TO DO:
Output every line of the material as a numbered list, leaving out any blank lines. Do not include the pictures in your answer.

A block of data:
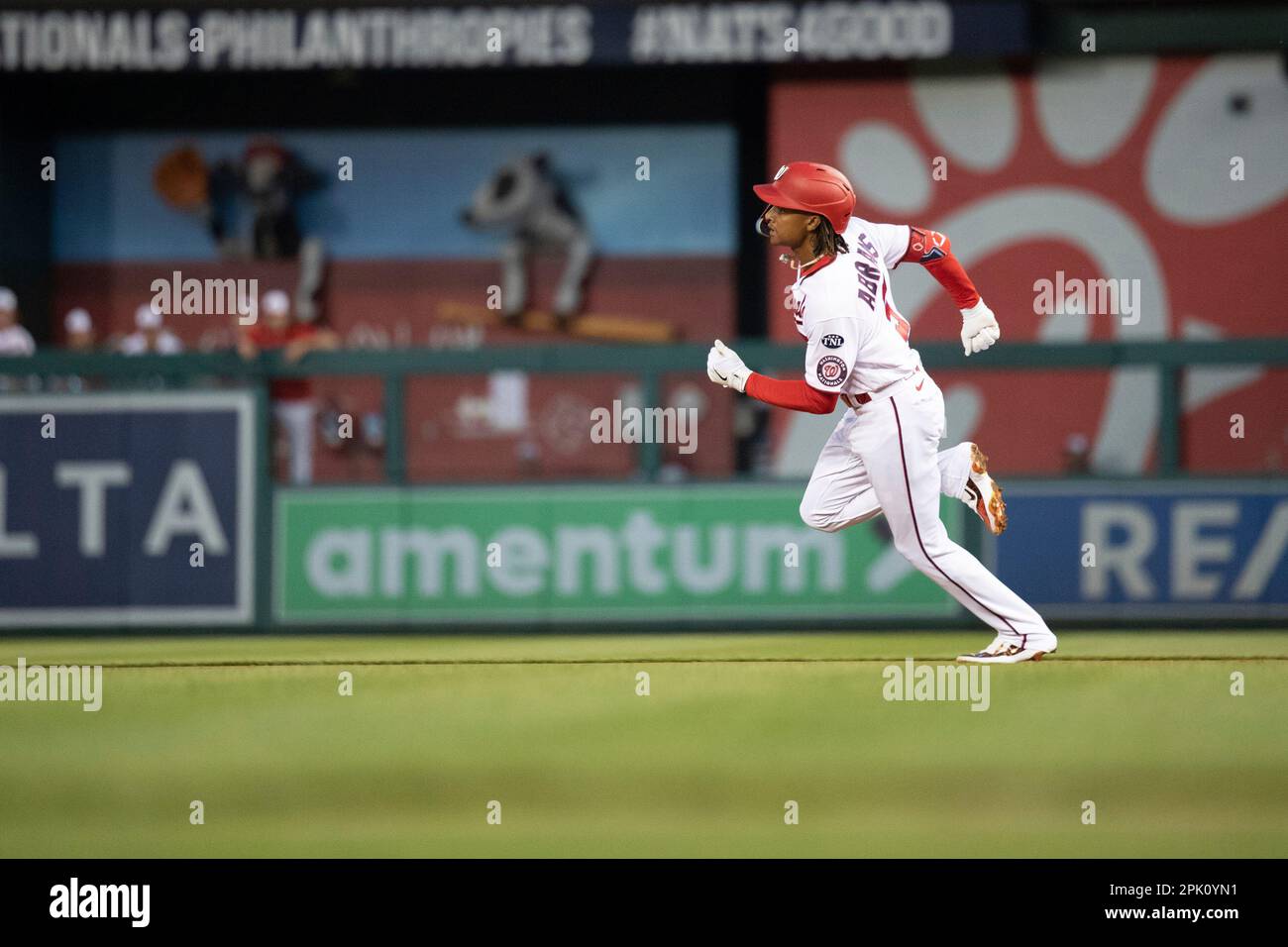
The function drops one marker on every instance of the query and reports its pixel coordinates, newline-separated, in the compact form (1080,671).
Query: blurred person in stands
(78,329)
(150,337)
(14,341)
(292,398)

FULL SOLUTION:
1. The function drops one marker on every instance of the query and reports its pixel coordinates, newline-separated, in the compact form (1080,671).
2. Query: blurred person in stands
3. (78,329)
4. (150,337)
5. (14,341)
6. (292,398)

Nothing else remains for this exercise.